Quote the whole listing exactly. Leave the pictures out of your copy.

(Dataset rows on where objects appear)
* Begin *

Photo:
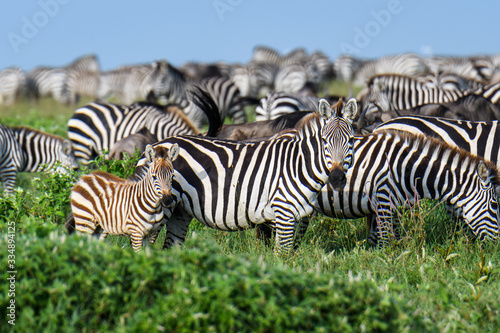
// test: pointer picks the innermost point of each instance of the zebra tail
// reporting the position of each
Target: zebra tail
(202, 99)
(70, 223)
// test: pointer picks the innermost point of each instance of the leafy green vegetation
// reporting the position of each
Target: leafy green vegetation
(434, 279)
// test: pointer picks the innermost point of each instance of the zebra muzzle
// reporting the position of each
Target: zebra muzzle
(337, 178)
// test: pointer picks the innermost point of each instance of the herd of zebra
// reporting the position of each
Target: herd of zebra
(419, 128)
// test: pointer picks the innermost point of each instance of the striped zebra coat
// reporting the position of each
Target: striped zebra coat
(446, 95)
(12, 84)
(230, 185)
(96, 127)
(23, 149)
(392, 170)
(481, 138)
(104, 204)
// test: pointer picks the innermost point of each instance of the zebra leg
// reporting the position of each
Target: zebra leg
(177, 227)
(8, 179)
(264, 231)
(372, 229)
(153, 235)
(136, 238)
(285, 231)
(301, 229)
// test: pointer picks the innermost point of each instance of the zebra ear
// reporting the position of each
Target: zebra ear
(150, 154)
(380, 86)
(482, 171)
(324, 109)
(351, 109)
(173, 152)
(67, 148)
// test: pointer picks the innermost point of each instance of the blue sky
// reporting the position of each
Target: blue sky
(54, 32)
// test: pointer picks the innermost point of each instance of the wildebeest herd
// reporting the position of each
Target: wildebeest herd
(419, 128)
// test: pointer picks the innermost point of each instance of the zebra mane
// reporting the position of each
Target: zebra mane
(111, 177)
(420, 141)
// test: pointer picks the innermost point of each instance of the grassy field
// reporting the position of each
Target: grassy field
(435, 279)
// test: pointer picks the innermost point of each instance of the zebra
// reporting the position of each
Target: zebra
(386, 93)
(50, 81)
(479, 69)
(96, 127)
(88, 63)
(264, 54)
(131, 83)
(235, 185)
(121, 207)
(227, 98)
(408, 64)
(392, 169)
(12, 84)
(480, 138)
(295, 77)
(177, 88)
(46, 81)
(254, 79)
(23, 149)
(80, 83)
(278, 103)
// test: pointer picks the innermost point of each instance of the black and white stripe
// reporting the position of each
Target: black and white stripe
(12, 84)
(132, 83)
(231, 185)
(394, 169)
(96, 127)
(388, 93)
(104, 204)
(408, 64)
(23, 149)
(477, 137)
(278, 103)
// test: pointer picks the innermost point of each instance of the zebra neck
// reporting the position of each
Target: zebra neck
(146, 193)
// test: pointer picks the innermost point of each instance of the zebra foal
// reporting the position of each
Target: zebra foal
(123, 207)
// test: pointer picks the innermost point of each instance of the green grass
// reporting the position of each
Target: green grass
(434, 279)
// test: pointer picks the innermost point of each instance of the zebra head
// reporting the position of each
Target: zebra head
(477, 204)
(66, 156)
(338, 137)
(161, 170)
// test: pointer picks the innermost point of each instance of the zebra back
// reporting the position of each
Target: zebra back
(279, 103)
(43, 149)
(96, 127)
(477, 137)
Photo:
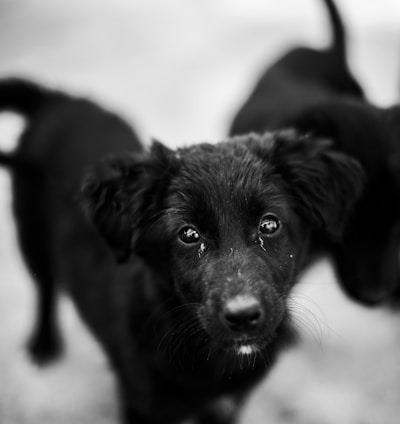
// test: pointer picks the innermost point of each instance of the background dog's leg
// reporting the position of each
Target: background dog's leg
(44, 344)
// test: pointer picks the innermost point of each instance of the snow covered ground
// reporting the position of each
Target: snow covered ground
(179, 69)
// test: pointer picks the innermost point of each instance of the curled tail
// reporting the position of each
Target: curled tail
(26, 98)
(22, 96)
(338, 43)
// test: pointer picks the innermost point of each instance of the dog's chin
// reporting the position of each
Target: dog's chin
(243, 346)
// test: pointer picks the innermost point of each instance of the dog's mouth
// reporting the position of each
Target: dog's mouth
(248, 346)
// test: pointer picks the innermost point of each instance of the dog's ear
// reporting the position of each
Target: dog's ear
(325, 182)
(121, 194)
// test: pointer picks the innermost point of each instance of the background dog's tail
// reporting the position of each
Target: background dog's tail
(22, 96)
(338, 43)
(26, 98)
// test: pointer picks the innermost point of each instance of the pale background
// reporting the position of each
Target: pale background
(179, 69)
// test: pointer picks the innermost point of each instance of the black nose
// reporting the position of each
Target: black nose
(242, 313)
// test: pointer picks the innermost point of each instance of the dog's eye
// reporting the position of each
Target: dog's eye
(189, 235)
(270, 224)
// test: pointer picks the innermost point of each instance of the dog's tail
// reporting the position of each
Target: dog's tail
(26, 98)
(338, 43)
(23, 96)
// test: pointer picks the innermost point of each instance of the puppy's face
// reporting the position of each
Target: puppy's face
(226, 226)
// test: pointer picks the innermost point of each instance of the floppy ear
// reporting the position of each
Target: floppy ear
(121, 194)
(325, 182)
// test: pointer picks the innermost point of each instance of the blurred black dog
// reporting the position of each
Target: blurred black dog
(315, 93)
(302, 77)
(368, 256)
(185, 272)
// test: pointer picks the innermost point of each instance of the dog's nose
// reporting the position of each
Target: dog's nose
(242, 313)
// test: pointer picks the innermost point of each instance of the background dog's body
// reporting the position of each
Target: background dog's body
(302, 77)
(210, 241)
(367, 259)
(314, 92)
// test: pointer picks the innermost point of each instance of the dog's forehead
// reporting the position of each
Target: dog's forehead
(221, 164)
(222, 184)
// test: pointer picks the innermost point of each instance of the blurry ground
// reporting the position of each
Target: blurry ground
(178, 69)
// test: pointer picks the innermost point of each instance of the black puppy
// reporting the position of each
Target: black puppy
(314, 92)
(300, 78)
(368, 257)
(184, 269)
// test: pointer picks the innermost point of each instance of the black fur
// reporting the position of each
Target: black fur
(326, 101)
(180, 262)
(368, 257)
(301, 78)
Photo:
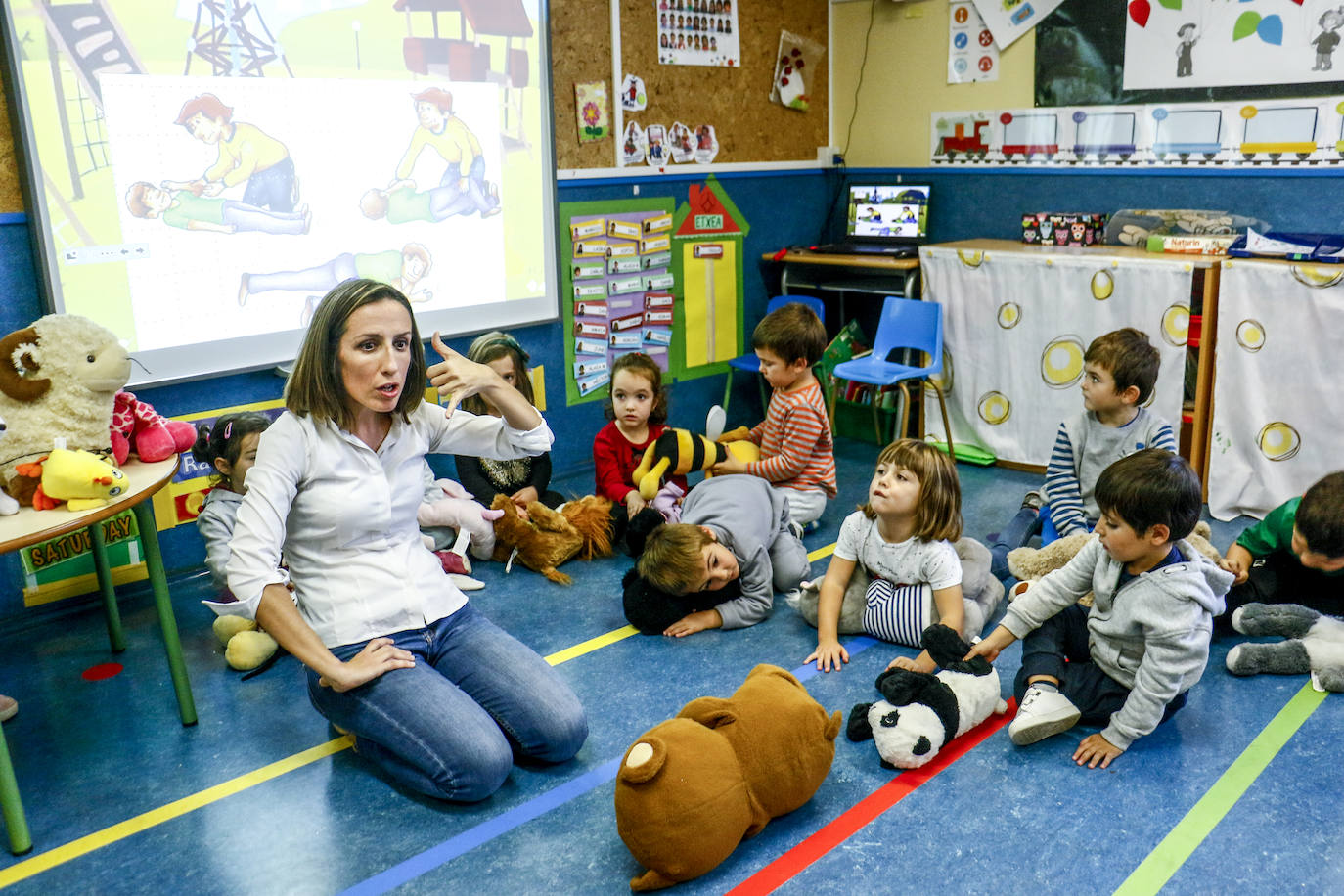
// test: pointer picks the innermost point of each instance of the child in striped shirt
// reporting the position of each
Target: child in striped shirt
(797, 453)
(1120, 371)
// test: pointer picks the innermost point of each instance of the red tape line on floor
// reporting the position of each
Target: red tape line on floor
(790, 864)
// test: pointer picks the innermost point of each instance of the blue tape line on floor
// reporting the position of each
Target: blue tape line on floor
(488, 830)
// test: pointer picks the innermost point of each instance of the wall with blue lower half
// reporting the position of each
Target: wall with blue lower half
(783, 208)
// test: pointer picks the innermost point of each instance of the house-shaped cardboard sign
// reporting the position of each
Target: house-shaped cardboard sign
(707, 234)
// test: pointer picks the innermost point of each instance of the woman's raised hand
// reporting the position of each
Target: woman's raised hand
(459, 378)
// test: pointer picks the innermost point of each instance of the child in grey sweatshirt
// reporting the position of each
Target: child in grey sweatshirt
(1142, 647)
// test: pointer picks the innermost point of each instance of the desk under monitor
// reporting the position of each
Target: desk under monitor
(823, 273)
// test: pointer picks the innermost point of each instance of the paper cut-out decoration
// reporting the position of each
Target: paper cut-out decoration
(706, 144)
(657, 152)
(636, 144)
(593, 111)
(794, 67)
(632, 94)
(682, 144)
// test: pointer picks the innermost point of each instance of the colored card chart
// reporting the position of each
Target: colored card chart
(1256, 133)
(621, 291)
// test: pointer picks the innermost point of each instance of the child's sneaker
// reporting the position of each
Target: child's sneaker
(1041, 715)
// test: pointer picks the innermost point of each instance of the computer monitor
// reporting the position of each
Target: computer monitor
(887, 214)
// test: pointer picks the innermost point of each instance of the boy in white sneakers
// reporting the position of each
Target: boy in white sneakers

* End *

• _COMPLETE ANSWER_:
Photo:
// test: pointer picks the innermost point of each instance of the zebra tail
// reporting the position of each
Target: zebra tail
(202, 99)
(70, 223)
// test: pointer picks the innermost point of each instance of the leafy green vegetation
// reporting the position of each
Target: leafy green vegetation
(434, 279)
// test: pointer picks the innermost point of each instance of the zebra muzzle
// reporting the position of each
Target: zebra muzzle
(337, 178)
// test: pointer picks the innermost point of each instance of the herd of zebra
// reporting the position of each
Target: herd of zebra
(419, 128)
// test: pointer picks the innermost point of each instance of the striped zebra coat
// reporting the position of each
Target: striped zebra coat
(446, 95)
(12, 84)
(230, 185)
(96, 127)
(23, 149)
(392, 170)
(481, 138)
(104, 204)
// test: pointer picks the innermost point of each instance of the zebra leg
// reporting the position of each
Target: zebra leg
(177, 227)
(8, 179)
(264, 231)
(372, 229)
(153, 235)
(136, 238)
(285, 231)
(301, 229)
// test: pointer picks the innermost point of each instance of the zebra ear
// reporting the position of each
Target: zebra ear
(150, 154)
(380, 86)
(482, 171)
(324, 109)
(351, 109)
(173, 152)
(67, 148)
// test: pointer picks the innermost point of each instance of the blue sky
// reporting the position of each
Target: blue sky
(54, 32)
// test: pointer picks the innermost point of each instance of the wildebeest herd
// reporting the position of each
Target: wildebeest herd
(419, 128)
// test: pointer picks the innermost point of each instance of the zebra mane
// reporting the position of each
Target: zebra mane
(111, 177)
(420, 141)
// test: pointer picks the innermost point of each instance of the grassy field
// reporting the position of each
Target: grassy field
(435, 279)
// test: pointer picks the innermost point of each instance of the zebra
// reporting the position of each
Target: zebra
(386, 93)
(50, 81)
(479, 69)
(96, 127)
(88, 63)
(264, 54)
(131, 83)
(235, 185)
(121, 207)
(227, 98)
(408, 64)
(392, 169)
(12, 84)
(480, 138)
(295, 77)
(177, 88)
(46, 81)
(254, 79)
(23, 149)
(80, 83)
(278, 103)
// test: pointer picks the innermost point of each instance of the black and white stripe
// reporting the position of each
Target: black and white stripe
(12, 84)
(132, 83)
(231, 185)
(394, 169)
(96, 127)
(388, 93)
(104, 204)
(408, 64)
(23, 149)
(477, 137)
(278, 103)
// test: pointer picks the innermost point of each instance of the zebra neck
// reporting the position of each
Target: zebra neck
(146, 193)
// test: pointer picks the innermost point of each instance of the zebra foal
// reporting the position of each
Target: zebra foal
(123, 207)
// test: pointer picks the innermost point of each instance of the green grass
// reporting the position of each
Target: green grass
(434, 279)
// test: pointer picks the innermost point of each instance of the zebra head
// reporting the position of each
Target: zebra head
(477, 204)
(66, 156)
(338, 137)
(161, 170)
// test: pointer picks the innermost point of each instance of the zebra back
// reporting the position of each
Target: zebra back
(279, 103)
(43, 149)
(96, 127)
(477, 137)
Photo:
// test: pointer picks the innermost point of each instance of the background dog's leg
// reporting the position of each
Target: background dog's leg
(44, 344)
// test: pointer picks the innermost point of each instance of the snow covered ground
// reporting the position of each
Target: snow covered ground
(179, 69)
// test: pointer picks the innermost point of each instance of the curled tail
// reporting the position of each
Target: curled tail
(26, 98)
(22, 96)
(338, 43)
// test: pointer picks the innermost point of each instance of the dog's chin
// reporting the position of each
Target: dog's chin
(243, 346)
// test: pointer picks the innermost point of each instance of the dog's mouth
// reporting the position of each
Target: dog's mouth
(248, 346)
// test: pointer picks the innermost point of each instance of the dog's ear
// reporting the position of each
Target: dog's ear
(325, 182)
(121, 194)
// test: pointer picks the innermost point of each instance of the background dog's tail
// reporting the position of each
Target: background dog's tail
(22, 96)
(338, 43)
(26, 98)
// test: pointer picks the innermost point of each instance of the pale background
// reporting the position of each
Target: pale background
(179, 69)
// test: pointer picks the innermost point of each instance of the black nose
// reporting the position of each
Target: black nose
(242, 313)
// test: pointer picks the innermost point of each instance of the dog's eye
// reporting the position of each
Target: dog's eye
(189, 235)
(270, 224)
// test: pointer picks the innermost point of each instance of the dog's tail
// reporting the position of each
Target: dog's tail
(26, 98)
(338, 43)
(23, 96)
// test: pointer picks the innermost point of each instance of the puppy's face
// reporting the position of each
Target: puppy's face
(226, 226)
// test: pointer picks the innermost point of each instance of the floppy ear
// reporting the position of each
Target: floppy ear
(121, 194)
(325, 182)
// test: pointer picks the innermost point of each instance of the blurred black dog
// reporting the position of each
Target: blurred black dog
(315, 93)
(302, 77)
(368, 256)
(185, 272)
// test: pointer picks the innermost point of each instance of the dog's nose
// reporting the position of each
Target: dog's nose
(242, 313)
// test: pointer picks the innermost point of each instance of the background dog's body
// reporting the position of each
Target: background dog's body
(302, 77)
(210, 241)
(367, 259)
(314, 92)
// test: pointer picks the innermost point of each instance of the dog's forehead
// reporting the position of each
Target: dog's forehead
(221, 164)
(222, 184)
// test: pointer picks the innermost point of each instance of the blurry ground
// reporting the position of each
Target: blurry ground
(178, 69)
// test: pointer picks the innermost point of each instance of the black puppy
// reporting the position of each
Target: black puppy
(314, 92)
(300, 78)
(368, 257)
(184, 269)
// test: pointer picks the innermost point of each instance of the black fur
// reporting the position of each
Target: black fur
(326, 101)
(180, 262)
(368, 257)
(301, 78)
Photo:
// test: pointer picks the innermost point of each instance of the child in striped shirt
// reporting the position of each
Target: child in striped shirt
(797, 453)
(1120, 371)
// test: pointer picks the innermost point of each instance of the red tape line on floor
// reporting the position of each
Target: red tape line on floor
(790, 864)
// test: pointer picks the innermost point of each instance of the blue tape line on floor
// reporting the position of each
Target: blue tape line on floor
(488, 830)
// test: pointer picks the innermost point of each instance of the wall with blue lower half
// reporting the position of each
Target: wall with blue lower half
(783, 208)
// test: pointer picks the innermost point of each instance of the house-shaped cardboard sign
// reporting the position of each
Target: house-shaped cardboard sign
(707, 234)
// test: pointer picks the innermost point of each instance of the woman's raised hand
// reporting the position of each
Target: woman's raised hand
(459, 378)
// test: pointer picks the innermost point of each instance of the child in grey sweatshirt
// reporting the position of each
Target: child in grey sweatshirt
(1142, 647)
// test: pointer picks the innermost point of each instance of the desk under monitor
// reporting the position of each
Target: desk under monitor
(823, 273)
// test: pointer picks the innermost point of each instance of the paper cut-out decoration
// reporting the position of each
Target: paper cut-out decoration
(706, 144)
(657, 152)
(636, 144)
(593, 111)
(794, 67)
(632, 94)
(682, 144)
// test: pointer picks the innermost point of each instance of the colored card chart
// reporting the position of each
Target: colored card chart
(1256, 133)
(621, 291)
// test: pointer picks the innermost point of each instance of the child's sneaker
// reporting the position of each
Target: child's sneaker
(1041, 715)
// test: pointer picks the innermost point of each instance of the computer monitor
// reporting the position of each
Target: computer monitor
(887, 214)
// test: pointer picks the innermost point of each instance of the boy in white sneakers
// reporting the position of each
Target: boy in white sneakers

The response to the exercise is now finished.